WHAT YOU ARE ASKED TO DO: Convert every line of the records below into a Markdown table with two columns, Row and Line. Number the rows in order and omit the blank lines.

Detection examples

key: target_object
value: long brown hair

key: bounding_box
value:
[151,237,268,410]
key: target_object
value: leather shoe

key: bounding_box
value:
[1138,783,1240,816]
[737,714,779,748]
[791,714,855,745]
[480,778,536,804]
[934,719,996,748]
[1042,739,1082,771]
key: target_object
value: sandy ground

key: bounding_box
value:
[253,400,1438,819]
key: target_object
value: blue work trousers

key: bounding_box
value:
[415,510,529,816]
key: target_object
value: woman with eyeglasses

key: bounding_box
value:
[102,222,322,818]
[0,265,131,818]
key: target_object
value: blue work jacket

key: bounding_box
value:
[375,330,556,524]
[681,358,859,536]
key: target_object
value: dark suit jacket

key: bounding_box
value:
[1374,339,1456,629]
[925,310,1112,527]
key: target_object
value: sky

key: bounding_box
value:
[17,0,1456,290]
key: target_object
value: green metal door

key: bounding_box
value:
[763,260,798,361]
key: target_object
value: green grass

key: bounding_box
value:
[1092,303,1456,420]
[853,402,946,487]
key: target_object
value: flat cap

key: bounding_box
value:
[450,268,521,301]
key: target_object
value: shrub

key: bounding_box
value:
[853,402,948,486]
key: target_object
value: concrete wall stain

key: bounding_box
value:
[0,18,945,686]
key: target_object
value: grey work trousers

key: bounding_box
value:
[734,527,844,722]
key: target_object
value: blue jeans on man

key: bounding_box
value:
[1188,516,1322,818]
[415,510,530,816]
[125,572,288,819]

TASK OUTPUT:
| Row | Line |
|---|---|
| 1 | key: target_object |
| 2 | value: long brown hair |
| 3 | key: bounding_box |
| 4 | value: |
| 5 | [151,237,268,410] |
| 6 | key: target_object |
| 7 | value: leather shoe |
| 8 | key: bounding_box |
| 9 | value: |
| 10 | [1138,783,1240,816] |
| 11 | [737,714,779,748] |
| 12 | [791,714,855,745] |
| 13 | [480,778,536,804] |
| 14 | [934,719,996,748] |
| 15 | [1042,739,1082,771] |
| 16 | key: target_object |
| 17 | value: sandy ground |
| 18 | key: bounding_box |
| 19 | value: |
| 20 | [253,400,1438,819] |
| 21 | key: target_object |
| 22 | value: blue work trousers |
| 23 | key: bounding_box |
| 24 | value: |
| 25 | [415,510,529,816] |
| 26 | key: target_object |
| 27 | value: woman with eyeglasses |
| 28 | key: bounding_box |
| 29 | value: |
| 30 | [102,222,322,818] |
| 31 | [0,265,131,818] |
| 32 | key: target_object |
| 33 | value: blue work jacket |
| 34 | key: bounding_box |
| 35 | value: |
| 36 | [375,330,556,524] |
| 37 | [681,358,859,536] |
| 38 | key: target_object |
| 39 | value: dark suit jacket |
| 40 | key: bounding_box |
| 41 | value: |
| 42 | [1374,339,1456,629] |
| 43 | [925,310,1112,527] |
| 44 | key: target_object |
| 45 | value: sky |
| 46 | key: bounding_box |
| 47 | value: |
| 48 | [17,0,1456,290] |
| 49 | key: target_object |
| 50 | value: green metal door |
| 51 | key: bounding_box |
| 52 | value: |
| 53 | [763,260,798,361] |
| 54 | key: target_object |
| 55 | value: green grass |
| 56 | key: bounding_box |
| 57 | value: |
| 58 | [1092,303,1456,420] |
| 59 | [853,402,946,487] |
| 60 | key: target_object |
| 61 | value: flat cap |
| 62 | key: bounding_box |
| 63 | value: |
| 64 | [450,268,521,301] |
| 65 | key: target_object |
| 66 | value: shrub |
| 67 | key: bounding_box |
| 68 | value: |
| 69 | [853,402,948,486] |
| 70 | key: target_object |
| 71 | value: concrete wall stain |
| 72 | key: bounding_box |
| 73 | value: |
| 74 | [0,18,945,686] |
| 75 | key: target_object |
| 76 | value: grey work trousers |
| 77 | key: bounding_box |
| 78 | value: |
| 79 | [734,527,844,722] |
| 80 | key: target_object |
| 81 | value: blue jeans on man |
| 82 | key: bounding_box |
| 83 | value: |
| 84 | [1188,516,1322,818] |
| 85 | [415,510,530,816] |
| 86 | [125,572,288,819] |